> Task objective:
Locate each line in the items that contains the string "target" and copy those lines. Treat the match as case-sensitive.

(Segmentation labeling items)
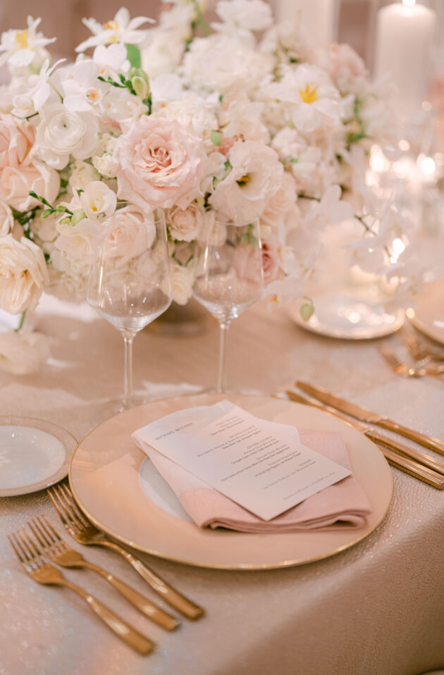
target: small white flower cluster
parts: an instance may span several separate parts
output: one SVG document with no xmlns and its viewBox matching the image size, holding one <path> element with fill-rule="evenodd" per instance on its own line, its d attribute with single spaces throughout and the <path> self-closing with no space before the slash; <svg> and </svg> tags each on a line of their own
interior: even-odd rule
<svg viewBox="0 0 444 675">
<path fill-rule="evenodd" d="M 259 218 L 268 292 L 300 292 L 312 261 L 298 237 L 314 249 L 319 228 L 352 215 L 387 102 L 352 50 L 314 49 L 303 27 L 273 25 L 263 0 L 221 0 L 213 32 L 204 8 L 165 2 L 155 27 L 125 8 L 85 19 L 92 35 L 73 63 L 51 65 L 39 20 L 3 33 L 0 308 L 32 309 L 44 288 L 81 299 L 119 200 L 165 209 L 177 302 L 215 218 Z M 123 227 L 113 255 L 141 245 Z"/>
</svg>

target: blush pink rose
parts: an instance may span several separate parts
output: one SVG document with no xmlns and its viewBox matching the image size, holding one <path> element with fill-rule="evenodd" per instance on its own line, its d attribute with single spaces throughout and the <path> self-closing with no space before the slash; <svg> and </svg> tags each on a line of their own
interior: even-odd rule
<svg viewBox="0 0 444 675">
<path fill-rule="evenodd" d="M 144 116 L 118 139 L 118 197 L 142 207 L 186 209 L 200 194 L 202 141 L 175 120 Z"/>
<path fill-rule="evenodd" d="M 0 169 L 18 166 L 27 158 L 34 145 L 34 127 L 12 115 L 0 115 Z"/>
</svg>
--
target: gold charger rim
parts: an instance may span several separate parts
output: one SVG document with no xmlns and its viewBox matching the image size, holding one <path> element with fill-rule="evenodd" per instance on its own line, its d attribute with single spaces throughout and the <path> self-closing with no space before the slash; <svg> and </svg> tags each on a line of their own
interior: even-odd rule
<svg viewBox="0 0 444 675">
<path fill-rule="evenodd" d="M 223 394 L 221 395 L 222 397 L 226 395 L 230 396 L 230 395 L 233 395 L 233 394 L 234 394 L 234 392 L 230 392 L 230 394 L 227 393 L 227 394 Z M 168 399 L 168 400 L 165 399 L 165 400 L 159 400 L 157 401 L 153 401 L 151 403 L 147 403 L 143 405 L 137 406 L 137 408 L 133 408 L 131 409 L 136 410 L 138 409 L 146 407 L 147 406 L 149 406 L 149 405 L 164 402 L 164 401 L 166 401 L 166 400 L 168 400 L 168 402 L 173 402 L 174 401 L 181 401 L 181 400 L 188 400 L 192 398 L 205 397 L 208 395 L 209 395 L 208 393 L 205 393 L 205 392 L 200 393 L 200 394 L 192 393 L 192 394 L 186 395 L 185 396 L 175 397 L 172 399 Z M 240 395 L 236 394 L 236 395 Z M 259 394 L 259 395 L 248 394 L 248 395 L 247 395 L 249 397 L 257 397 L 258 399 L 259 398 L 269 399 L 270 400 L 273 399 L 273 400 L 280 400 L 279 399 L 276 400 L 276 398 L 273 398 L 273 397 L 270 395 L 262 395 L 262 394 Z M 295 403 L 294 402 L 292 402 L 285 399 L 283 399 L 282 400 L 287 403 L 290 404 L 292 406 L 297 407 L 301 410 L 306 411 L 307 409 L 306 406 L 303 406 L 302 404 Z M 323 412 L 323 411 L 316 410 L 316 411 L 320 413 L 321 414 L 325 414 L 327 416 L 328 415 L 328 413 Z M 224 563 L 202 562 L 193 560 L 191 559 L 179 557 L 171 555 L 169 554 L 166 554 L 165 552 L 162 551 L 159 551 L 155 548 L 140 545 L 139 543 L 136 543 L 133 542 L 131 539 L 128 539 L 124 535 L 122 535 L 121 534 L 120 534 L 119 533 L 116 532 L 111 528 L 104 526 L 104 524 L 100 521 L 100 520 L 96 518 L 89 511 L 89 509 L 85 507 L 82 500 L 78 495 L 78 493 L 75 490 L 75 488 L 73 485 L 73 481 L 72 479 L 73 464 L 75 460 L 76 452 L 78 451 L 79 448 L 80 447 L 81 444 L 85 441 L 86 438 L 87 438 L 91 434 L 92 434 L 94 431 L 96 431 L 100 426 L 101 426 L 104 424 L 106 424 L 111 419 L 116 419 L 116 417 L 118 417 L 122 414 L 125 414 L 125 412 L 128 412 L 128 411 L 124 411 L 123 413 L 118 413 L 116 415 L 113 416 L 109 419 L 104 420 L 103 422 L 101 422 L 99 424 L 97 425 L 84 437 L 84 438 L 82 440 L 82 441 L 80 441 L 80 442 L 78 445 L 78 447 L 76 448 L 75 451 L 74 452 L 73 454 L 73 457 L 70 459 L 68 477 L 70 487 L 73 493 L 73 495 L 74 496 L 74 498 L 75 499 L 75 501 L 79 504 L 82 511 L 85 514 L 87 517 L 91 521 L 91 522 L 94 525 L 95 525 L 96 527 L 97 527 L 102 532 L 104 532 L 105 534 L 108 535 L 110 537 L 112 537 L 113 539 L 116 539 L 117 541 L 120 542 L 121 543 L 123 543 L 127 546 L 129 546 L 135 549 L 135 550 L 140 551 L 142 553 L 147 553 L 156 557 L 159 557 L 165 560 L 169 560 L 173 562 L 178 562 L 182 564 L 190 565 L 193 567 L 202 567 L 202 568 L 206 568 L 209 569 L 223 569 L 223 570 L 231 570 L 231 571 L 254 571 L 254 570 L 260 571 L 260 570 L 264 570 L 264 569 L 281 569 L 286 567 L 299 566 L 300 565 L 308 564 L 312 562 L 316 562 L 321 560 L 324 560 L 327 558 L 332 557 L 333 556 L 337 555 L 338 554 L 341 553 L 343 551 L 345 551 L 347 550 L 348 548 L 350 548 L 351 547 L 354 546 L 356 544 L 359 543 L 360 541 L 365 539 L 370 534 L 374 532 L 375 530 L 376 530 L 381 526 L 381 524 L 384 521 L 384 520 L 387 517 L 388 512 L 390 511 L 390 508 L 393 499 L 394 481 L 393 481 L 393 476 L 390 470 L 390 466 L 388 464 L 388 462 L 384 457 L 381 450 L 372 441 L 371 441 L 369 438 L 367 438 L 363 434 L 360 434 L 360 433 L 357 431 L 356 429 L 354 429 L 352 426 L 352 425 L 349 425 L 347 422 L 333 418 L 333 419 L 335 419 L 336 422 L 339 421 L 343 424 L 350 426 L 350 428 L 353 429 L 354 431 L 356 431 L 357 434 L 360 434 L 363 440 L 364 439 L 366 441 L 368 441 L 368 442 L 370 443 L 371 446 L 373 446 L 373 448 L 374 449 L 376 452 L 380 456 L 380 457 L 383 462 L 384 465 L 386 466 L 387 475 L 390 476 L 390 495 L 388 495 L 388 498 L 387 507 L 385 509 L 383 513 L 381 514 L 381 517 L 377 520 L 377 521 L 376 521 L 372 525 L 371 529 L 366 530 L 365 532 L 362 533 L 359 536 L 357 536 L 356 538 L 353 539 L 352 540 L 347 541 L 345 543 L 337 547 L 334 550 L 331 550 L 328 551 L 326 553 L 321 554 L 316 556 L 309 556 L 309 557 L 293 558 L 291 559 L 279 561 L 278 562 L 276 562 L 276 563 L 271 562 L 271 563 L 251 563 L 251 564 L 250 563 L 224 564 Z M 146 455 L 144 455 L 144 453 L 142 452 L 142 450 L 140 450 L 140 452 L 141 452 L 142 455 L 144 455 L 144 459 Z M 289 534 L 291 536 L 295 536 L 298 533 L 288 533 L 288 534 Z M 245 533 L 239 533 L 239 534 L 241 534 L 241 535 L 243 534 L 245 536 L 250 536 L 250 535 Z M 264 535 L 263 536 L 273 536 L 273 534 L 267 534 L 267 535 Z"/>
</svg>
--
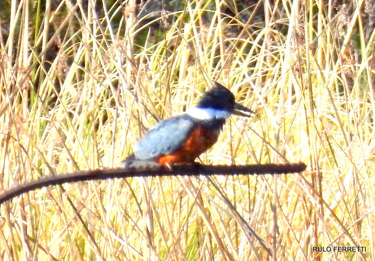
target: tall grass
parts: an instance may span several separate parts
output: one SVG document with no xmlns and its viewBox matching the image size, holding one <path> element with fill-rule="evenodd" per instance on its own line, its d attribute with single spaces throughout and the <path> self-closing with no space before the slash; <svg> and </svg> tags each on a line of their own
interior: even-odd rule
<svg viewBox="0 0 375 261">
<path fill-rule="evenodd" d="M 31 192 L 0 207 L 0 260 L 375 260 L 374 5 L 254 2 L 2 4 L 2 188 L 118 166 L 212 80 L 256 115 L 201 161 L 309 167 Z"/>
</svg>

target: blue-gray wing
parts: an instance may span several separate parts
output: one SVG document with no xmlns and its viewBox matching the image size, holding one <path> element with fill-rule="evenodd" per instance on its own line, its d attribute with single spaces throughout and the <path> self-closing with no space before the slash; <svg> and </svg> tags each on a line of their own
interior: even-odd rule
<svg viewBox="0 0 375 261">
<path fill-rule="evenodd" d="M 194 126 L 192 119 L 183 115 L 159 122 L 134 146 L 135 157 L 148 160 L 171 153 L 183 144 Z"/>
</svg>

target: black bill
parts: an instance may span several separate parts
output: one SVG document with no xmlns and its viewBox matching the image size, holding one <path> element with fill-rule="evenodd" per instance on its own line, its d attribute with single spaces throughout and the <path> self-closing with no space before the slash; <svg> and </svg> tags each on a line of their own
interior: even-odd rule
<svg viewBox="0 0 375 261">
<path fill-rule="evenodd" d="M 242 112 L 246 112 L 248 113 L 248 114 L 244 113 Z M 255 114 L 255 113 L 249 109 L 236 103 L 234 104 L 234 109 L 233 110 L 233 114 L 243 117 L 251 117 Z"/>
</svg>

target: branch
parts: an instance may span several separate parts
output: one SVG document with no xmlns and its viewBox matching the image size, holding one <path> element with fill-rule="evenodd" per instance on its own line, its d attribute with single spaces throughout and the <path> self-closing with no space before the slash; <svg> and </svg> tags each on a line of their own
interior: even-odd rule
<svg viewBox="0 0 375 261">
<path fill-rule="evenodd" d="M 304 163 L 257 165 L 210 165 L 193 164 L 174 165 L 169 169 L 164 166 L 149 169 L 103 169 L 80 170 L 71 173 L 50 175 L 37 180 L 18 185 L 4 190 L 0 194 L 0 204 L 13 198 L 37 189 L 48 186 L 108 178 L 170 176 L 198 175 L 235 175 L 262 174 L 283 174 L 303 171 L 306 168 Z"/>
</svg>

> Answer:
target: small white flower cluster
target: blush pink rose
target: gold charger rim
target: tall grass
target: blue-gray wing
target: black bill
target: branch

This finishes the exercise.